== EXERCISE DIRECTIONS ==
Starting with the line that contains "of the sandy", reproduce each line through the end of the listing below, with no other output.

== STUDY MATERIAL ==
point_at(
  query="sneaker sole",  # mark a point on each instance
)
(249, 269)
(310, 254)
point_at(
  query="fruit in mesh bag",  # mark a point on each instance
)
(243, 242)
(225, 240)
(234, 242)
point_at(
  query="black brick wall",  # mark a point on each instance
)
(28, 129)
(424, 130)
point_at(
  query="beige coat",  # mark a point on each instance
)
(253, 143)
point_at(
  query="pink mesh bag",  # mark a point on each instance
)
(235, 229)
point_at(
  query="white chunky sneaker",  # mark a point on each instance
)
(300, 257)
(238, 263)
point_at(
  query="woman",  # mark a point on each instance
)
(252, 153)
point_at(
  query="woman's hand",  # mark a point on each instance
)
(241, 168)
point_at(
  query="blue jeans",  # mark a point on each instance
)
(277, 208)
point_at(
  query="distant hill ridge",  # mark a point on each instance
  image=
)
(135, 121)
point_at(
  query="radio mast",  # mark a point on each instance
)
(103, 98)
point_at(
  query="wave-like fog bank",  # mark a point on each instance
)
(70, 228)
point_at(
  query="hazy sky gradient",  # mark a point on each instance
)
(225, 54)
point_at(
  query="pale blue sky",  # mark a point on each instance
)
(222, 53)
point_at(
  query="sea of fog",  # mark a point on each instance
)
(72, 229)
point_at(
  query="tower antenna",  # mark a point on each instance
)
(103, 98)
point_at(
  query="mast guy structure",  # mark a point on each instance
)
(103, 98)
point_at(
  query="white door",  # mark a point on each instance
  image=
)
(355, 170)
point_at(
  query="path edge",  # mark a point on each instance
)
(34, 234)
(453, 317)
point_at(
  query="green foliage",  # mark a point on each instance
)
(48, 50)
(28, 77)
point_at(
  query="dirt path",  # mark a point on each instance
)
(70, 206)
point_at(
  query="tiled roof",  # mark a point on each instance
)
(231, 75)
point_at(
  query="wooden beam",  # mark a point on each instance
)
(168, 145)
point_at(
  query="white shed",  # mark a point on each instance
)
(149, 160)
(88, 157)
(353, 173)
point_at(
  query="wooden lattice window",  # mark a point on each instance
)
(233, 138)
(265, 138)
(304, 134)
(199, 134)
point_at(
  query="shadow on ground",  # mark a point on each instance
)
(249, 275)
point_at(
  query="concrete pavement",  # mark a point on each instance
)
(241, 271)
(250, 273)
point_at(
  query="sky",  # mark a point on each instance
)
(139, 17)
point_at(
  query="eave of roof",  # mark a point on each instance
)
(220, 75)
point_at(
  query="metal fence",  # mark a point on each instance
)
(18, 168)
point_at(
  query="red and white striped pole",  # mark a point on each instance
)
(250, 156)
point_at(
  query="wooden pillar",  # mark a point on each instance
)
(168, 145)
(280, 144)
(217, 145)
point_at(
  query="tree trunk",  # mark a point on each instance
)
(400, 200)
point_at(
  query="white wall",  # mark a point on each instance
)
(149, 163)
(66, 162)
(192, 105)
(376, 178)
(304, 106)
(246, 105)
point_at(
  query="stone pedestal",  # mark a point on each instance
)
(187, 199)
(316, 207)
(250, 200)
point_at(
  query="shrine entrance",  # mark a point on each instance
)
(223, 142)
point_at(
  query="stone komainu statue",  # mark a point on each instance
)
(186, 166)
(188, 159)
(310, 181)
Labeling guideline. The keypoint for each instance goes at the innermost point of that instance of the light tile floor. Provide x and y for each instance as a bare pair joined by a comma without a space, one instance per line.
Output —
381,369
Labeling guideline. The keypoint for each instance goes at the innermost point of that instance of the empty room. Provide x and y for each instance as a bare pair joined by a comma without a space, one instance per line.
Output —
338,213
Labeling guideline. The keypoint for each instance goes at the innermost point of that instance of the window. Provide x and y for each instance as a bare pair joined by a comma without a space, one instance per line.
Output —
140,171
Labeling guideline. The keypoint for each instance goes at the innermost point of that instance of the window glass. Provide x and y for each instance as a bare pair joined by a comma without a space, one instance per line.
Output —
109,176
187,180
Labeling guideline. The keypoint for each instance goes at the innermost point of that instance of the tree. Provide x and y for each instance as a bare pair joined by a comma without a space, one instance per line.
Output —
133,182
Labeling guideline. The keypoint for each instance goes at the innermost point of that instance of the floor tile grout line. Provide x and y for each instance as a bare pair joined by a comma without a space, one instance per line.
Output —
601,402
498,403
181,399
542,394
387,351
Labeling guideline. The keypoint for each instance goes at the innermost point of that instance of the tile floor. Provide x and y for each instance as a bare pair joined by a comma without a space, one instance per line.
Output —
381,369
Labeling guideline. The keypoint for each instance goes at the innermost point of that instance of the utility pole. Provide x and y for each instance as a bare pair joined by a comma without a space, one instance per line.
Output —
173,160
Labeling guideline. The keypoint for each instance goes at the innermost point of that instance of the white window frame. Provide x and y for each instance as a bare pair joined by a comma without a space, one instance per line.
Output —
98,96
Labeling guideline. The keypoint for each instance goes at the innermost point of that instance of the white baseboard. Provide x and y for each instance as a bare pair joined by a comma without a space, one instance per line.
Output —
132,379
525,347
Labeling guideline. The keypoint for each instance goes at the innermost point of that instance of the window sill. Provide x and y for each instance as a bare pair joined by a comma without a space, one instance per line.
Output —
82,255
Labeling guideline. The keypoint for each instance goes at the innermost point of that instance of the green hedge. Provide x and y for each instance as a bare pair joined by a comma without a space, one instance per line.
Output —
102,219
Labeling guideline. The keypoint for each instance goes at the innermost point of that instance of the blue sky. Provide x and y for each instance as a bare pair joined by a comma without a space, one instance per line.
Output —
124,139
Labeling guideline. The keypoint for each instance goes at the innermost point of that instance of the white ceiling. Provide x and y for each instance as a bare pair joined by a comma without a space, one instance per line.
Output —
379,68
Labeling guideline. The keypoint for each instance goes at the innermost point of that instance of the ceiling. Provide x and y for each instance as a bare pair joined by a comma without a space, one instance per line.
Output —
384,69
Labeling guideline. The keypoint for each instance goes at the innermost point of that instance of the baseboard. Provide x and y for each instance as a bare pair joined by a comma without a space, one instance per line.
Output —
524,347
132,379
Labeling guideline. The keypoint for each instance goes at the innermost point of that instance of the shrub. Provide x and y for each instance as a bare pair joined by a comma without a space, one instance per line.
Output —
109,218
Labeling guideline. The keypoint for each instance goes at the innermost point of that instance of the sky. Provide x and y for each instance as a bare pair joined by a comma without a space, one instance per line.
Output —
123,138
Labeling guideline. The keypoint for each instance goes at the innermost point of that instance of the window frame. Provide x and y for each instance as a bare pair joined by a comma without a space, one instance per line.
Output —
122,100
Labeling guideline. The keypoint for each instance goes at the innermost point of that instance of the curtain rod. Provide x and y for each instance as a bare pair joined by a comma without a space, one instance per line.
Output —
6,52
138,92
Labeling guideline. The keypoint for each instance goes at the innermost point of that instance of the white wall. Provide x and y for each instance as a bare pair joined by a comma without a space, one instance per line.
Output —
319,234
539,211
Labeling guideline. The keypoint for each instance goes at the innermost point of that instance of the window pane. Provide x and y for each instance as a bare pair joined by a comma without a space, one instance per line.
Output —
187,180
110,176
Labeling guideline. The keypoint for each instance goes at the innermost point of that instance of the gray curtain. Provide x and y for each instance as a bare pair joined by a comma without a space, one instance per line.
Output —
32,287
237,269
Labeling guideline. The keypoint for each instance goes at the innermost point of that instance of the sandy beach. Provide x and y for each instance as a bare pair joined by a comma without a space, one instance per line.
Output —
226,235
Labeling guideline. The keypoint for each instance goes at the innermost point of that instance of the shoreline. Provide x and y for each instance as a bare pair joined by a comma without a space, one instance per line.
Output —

== EXERCISE OUTPUT ==
Labeling guideline. The keypoint for each instance goes at the innermost point of that instance of the sandy beach. Provide x and y for each instance as a bare pair joined by a comma without a space, one instance per line.
Output —
226,235
Labeling guideline. The keypoint for each instance goes at the innermost point of that instance of the shoreline. Provide x and y for each instance as a bare pair joined by a comma without a space, one instance per line.
Output —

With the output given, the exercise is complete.